>> Begin
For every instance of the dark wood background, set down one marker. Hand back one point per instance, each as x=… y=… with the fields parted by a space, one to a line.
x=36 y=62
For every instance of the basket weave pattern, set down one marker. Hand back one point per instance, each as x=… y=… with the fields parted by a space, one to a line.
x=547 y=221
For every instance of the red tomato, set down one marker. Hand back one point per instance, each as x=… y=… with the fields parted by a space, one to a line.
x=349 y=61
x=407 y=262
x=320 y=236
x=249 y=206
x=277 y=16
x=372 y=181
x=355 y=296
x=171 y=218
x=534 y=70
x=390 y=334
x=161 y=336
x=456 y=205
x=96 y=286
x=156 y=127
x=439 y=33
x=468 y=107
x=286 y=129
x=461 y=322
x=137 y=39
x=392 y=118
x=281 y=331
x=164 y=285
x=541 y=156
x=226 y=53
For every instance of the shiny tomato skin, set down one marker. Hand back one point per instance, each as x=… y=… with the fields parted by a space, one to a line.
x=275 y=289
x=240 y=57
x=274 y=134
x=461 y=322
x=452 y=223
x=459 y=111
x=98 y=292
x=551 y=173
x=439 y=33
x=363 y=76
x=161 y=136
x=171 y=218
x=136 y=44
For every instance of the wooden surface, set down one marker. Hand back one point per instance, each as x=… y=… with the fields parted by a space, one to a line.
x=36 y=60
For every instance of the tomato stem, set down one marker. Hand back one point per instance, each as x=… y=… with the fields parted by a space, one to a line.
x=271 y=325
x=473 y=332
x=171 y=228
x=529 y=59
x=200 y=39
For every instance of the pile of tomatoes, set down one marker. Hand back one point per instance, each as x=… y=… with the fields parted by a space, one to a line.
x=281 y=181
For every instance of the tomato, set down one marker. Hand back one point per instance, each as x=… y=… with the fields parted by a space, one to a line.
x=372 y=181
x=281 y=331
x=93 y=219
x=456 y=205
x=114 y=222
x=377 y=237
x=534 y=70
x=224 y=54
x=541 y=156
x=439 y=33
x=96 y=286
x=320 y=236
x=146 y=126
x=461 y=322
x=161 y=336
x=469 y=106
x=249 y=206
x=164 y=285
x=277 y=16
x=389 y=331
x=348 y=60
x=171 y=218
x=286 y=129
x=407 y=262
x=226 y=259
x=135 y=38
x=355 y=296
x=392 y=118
>> End
**WHAT YOU NEED TO DO:** Rewrite the material above, replacing "set down one marker" with "place one marker" and leaving everything else unchanged.

**WRITTEN SOLUTION:**
For every instance of the dark wood background, place one marker. Hand back one point per instance, each as x=… y=… with the fields parted by a space, one to a line.
x=36 y=62
For every instance of the basket weave pattern, place one marker. Hand back one point per instance, each as x=… y=… with the fields parted by a space, one to a line.
x=547 y=221
For every instance of the red tomato, place one marker. Hand back one point per instance, each as x=… y=… with the fields parted by a space, one to a line.
x=349 y=61
x=407 y=262
x=320 y=236
x=249 y=206
x=277 y=16
x=372 y=181
x=355 y=296
x=171 y=218
x=534 y=70
x=390 y=334
x=161 y=336
x=456 y=205
x=96 y=286
x=156 y=127
x=439 y=33
x=468 y=107
x=286 y=129
x=461 y=322
x=137 y=39
x=392 y=118
x=281 y=331
x=164 y=285
x=541 y=156
x=226 y=53
For every instance of the shiny tomato skin, place one marker. Hand back one point per instance, each as x=… y=… with the fields parted by a space, one to a line.
x=275 y=289
x=240 y=57
x=274 y=134
x=461 y=322
x=452 y=223
x=459 y=111
x=98 y=292
x=551 y=173
x=439 y=33
x=363 y=76
x=161 y=136
x=171 y=218
x=136 y=44
For every instance of the wooden surface, place one marker. Hand back one point per instance, each as x=… y=… with the fields parted by a space, one to a line.
x=36 y=60
For every instance of the tomato stem, place one marker. Hand back one point per instance, each as x=… y=… with the fields parted by a space, one to a line.
x=271 y=325
x=473 y=332
x=171 y=228
x=529 y=59
x=200 y=39
For every instance of the pile of tomatoes, place one marker. Hand back one point per instance, each as x=… y=… with the fields parted by a space, one to a line.
x=281 y=181
For every instance of the tomato, place one marker. Hand back one point per instance, each as x=… y=… with the fields parted by a space, one to a line.
x=372 y=181
x=281 y=331
x=93 y=219
x=456 y=205
x=114 y=222
x=377 y=237
x=534 y=70
x=224 y=54
x=541 y=156
x=439 y=33
x=96 y=286
x=320 y=236
x=146 y=126
x=461 y=322
x=161 y=336
x=469 y=106
x=249 y=206
x=164 y=285
x=277 y=16
x=389 y=331
x=348 y=60
x=171 y=218
x=286 y=129
x=407 y=262
x=226 y=259
x=135 y=38
x=355 y=296
x=392 y=118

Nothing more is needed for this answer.